*EXERCISE INSTRUCTIONS*: Present every line of the items below as a numbered list, leaving out any blank lines.

+++++

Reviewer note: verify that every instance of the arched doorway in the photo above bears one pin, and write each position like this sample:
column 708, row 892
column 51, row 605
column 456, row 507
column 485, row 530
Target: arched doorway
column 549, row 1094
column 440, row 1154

+++++

*OUTPUT*:
1. Reviewer note: verify that every instance of the arched doorway in the photo above bears one pin, and write each position like this sample:
2. column 708, row 892
3. column 51, row 605
4. column 456, row 507
5. column 485, row 530
6. Target: arched doorway
7. column 549, row 1094
8. column 440, row 1154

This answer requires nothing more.